(Pointing lines)
________________________

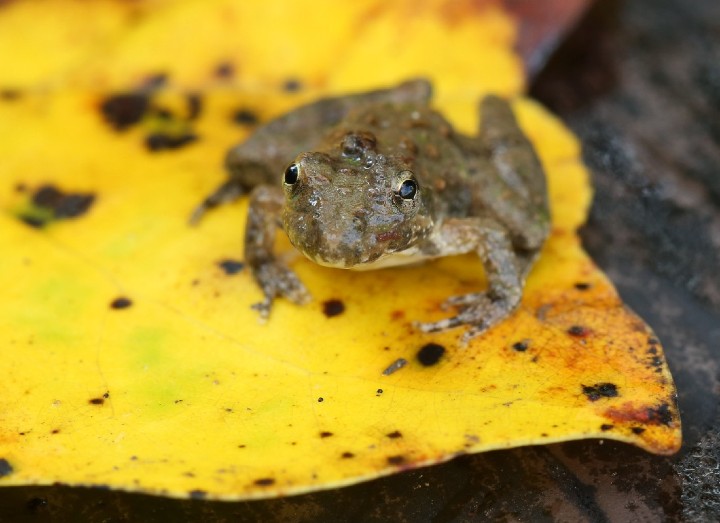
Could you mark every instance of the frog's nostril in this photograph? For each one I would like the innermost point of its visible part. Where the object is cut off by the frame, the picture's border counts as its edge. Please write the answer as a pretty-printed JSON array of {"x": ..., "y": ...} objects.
[{"x": 291, "y": 174}]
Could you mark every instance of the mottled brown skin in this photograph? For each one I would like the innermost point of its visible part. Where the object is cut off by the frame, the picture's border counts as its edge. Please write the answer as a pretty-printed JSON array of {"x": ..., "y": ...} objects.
[{"x": 380, "y": 179}]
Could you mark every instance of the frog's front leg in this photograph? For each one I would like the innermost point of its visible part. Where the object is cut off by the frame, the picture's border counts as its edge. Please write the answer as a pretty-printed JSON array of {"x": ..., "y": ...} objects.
[
  {"x": 274, "y": 277},
  {"x": 480, "y": 310}
]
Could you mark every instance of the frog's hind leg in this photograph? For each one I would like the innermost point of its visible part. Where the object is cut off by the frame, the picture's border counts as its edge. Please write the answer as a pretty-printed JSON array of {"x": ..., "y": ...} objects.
[
  {"x": 480, "y": 310},
  {"x": 524, "y": 206}
]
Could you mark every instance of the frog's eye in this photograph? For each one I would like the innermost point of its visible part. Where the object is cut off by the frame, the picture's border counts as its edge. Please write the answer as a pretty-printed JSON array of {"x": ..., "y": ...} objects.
[
  {"x": 291, "y": 174},
  {"x": 407, "y": 189}
]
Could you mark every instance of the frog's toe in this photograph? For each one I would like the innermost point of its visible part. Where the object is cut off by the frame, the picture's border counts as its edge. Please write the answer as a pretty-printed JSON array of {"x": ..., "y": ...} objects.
[
  {"x": 464, "y": 300},
  {"x": 437, "y": 326}
]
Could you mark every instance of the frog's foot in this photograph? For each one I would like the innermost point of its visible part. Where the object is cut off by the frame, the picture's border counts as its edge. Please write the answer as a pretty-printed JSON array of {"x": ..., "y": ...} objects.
[
  {"x": 229, "y": 191},
  {"x": 477, "y": 310},
  {"x": 275, "y": 279}
]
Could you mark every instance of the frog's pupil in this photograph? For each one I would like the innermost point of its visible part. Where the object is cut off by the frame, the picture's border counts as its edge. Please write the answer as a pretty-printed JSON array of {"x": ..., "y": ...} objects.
[
  {"x": 291, "y": 174},
  {"x": 408, "y": 189}
]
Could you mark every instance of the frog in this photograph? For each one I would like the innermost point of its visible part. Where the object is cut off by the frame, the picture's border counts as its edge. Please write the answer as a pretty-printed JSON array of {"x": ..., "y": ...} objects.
[{"x": 381, "y": 179}]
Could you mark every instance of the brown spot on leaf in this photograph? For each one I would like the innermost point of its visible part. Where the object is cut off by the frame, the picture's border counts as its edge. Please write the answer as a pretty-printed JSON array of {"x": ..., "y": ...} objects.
[
  {"x": 264, "y": 482},
  {"x": 245, "y": 117},
  {"x": 396, "y": 460},
  {"x": 430, "y": 354},
  {"x": 648, "y": 415},
  {"x": 50, "y": 203},
  {"x": 162, "y": 141},
  {"x": 123, "y": 110},
  {"x": 520, "y": 346},
  {"x": 121, "y": 303},
  {"x": 333, "y": 308},
  {"x": 395, "y": 366},
  {"x": 579, "y": 331},
  {"x": 292, "y": 85},
  {"x": 231, "y": 266}
]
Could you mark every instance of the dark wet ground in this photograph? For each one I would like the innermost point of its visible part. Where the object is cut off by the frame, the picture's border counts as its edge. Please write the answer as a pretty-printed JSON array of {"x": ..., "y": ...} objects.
[{"x": 639, "y": 82}]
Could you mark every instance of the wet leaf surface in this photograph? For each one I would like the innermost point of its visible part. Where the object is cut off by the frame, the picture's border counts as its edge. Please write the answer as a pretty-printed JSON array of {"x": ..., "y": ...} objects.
[{"x": 132, "y": 358}]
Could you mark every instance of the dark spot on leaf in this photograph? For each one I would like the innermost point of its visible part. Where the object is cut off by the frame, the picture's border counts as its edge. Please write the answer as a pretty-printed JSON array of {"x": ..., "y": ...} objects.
[
  {"x": 124, "y": 109},
  {"x": 161, "y": 141},
  {"x": 194, "y": 102},
  {"x": 121, "y": 303},
  {"x": 50, "y": 203},
  {"x": 292, "y": 85},
  {"x": 396, "y": 460},
  {"x": 395, "y": 366},
  {"x": 660, "y": 415},
  {"x": 397, "y": 315},
  {"x": 155, "y": 81},
  {"x": 36, "y": 504},
  {"x": 430, "y": 354},
  {"x": 264, "y": 482},
  {"x": 33, "y": 221},
  {"x": 600, "y": 390},
  {"x": 333, "y": 308},
  {"x": 578, "y": 331},
  {"x": 231, "y": 266},
  {"x": 5, "y": 468},
  {"x": 162, "y": 113},
  {"x": 197, "y": 494},
  {"x": 520, "y": 346},
  {"x": 245, "y": 117},
  {"x": 225, "y": 70}
]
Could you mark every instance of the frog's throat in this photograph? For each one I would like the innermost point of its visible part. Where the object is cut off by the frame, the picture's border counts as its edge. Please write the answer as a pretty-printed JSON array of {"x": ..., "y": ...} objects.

________________________

Exercise details: State how many of the lines above contain the string "skin". Reply with the number alone.

Finished answer: 1